**REQUIRED WORK:** Please show each line from the rows below that contains the string "grassy", copied in full.
━━━━━━━━━━━━━━━━━━━━━━━━━━━━━━
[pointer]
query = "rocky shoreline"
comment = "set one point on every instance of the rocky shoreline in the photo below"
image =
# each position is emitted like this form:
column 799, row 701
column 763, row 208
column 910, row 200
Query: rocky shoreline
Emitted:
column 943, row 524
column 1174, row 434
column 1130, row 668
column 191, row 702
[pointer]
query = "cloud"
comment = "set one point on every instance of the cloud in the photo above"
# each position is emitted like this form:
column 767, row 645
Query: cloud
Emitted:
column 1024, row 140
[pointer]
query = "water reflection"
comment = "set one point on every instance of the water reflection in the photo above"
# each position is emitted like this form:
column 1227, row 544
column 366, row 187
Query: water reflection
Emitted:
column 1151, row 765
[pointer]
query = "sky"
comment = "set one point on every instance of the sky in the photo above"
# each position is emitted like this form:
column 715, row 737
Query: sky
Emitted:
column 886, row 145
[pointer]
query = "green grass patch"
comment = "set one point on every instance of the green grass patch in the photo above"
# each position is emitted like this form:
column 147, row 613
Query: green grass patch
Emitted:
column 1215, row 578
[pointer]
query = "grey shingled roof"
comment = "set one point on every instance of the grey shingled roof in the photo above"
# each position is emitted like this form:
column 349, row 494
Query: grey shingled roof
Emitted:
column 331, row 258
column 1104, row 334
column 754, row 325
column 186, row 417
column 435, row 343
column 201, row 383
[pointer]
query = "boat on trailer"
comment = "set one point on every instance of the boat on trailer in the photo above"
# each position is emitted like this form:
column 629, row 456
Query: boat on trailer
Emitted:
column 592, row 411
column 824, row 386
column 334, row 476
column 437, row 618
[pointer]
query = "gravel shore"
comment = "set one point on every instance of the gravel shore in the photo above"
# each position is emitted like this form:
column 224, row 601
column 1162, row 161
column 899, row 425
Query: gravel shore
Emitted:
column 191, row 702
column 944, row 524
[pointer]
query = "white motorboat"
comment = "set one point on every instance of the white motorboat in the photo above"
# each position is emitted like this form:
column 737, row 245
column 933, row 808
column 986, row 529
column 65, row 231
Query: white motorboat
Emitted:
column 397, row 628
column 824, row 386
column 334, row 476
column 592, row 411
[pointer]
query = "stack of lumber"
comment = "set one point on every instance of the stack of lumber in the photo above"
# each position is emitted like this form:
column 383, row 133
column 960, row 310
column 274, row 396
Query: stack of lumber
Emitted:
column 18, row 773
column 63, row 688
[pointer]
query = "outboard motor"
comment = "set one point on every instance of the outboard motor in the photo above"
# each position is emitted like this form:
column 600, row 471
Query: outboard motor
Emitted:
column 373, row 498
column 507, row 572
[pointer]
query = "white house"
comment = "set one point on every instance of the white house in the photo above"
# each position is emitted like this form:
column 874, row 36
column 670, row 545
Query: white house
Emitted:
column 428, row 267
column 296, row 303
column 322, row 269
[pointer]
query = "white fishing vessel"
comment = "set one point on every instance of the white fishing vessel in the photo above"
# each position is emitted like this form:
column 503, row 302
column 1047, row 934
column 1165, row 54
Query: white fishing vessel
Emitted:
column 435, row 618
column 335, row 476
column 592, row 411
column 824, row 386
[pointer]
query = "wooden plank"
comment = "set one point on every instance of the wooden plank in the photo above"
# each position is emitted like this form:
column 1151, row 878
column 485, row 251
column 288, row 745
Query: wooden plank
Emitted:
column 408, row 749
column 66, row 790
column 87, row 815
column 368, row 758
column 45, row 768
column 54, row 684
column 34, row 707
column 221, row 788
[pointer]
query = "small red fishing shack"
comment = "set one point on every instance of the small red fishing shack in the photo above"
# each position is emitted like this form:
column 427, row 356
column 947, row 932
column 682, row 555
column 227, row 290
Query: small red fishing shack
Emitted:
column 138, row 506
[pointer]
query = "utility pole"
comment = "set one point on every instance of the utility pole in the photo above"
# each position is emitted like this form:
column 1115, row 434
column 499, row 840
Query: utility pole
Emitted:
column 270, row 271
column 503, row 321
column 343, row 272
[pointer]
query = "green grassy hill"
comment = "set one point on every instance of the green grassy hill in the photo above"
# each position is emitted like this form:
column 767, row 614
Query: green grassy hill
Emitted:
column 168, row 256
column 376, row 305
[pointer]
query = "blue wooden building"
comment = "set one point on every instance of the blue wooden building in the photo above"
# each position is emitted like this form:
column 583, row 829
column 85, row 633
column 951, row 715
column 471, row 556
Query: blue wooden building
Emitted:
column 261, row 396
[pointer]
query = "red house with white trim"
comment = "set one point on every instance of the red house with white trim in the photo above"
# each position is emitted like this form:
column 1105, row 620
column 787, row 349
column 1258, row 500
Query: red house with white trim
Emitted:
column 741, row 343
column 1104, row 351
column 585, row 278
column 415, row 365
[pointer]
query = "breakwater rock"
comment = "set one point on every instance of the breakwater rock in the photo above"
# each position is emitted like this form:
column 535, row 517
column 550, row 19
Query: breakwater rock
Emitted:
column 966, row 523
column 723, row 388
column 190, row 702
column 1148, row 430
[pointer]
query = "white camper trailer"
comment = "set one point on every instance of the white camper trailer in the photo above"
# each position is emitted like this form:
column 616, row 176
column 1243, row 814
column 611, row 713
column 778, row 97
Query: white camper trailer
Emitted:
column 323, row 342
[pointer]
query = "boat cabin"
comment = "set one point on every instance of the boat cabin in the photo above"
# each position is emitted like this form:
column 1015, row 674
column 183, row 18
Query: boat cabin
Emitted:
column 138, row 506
━━━━━━━━━━━━━━━━━━━━━━━━━━━━━━
**THE RESPONSE:**
query = "green grassy hill"
comment = "set one point on every instance of the green grassy hill in the photo above"
Query: green grassy hill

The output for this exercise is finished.